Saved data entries
◆ ◆ ◆ ◆ ◆
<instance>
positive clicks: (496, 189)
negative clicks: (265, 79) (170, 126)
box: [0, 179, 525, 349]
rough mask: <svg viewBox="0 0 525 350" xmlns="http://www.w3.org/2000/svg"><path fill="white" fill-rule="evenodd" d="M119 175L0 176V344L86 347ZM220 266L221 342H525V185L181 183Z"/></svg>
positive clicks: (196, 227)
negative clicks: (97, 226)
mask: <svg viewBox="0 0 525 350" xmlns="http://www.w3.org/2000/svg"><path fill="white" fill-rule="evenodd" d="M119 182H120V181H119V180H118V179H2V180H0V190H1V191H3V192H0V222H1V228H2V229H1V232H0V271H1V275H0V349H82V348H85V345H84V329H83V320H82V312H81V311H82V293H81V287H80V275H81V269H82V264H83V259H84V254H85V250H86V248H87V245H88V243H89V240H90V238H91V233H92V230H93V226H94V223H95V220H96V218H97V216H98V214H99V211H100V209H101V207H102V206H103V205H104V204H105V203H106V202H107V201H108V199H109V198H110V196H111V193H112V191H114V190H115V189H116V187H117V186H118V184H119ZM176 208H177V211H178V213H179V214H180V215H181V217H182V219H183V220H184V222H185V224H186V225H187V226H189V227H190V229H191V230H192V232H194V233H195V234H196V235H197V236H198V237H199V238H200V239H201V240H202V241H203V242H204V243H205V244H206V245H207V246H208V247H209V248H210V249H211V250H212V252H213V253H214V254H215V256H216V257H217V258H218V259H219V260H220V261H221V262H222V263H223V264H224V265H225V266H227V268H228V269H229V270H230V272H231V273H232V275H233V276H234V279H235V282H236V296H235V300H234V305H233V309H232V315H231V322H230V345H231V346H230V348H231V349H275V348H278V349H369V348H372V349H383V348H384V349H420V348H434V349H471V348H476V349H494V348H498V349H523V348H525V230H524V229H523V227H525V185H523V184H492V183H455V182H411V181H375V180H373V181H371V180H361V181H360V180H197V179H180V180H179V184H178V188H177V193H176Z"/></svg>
◆ ◆ ◆ ◆ ◆
Reproduce, line for line, the part of the items that opens with their first line and closes with the line containing "positive clicks: (196, 227)", including both of those lines.

## Output of the exercise
<instance>
positive clicks: (496, 189)
negative clicks: (265, 79) (170, 126)
box: [0, 179, 525, 349]
rough mask: <svg viewBox="0 0 525 350" xmlns="http://www.w3.org/2000/svg"><path fill="white" fill-rule="evenodd" d="M119 175L0 176V344L86 347ZM220 266L221 342H525V185L181 183Z"/></svg>
positive clicks: (196, 227)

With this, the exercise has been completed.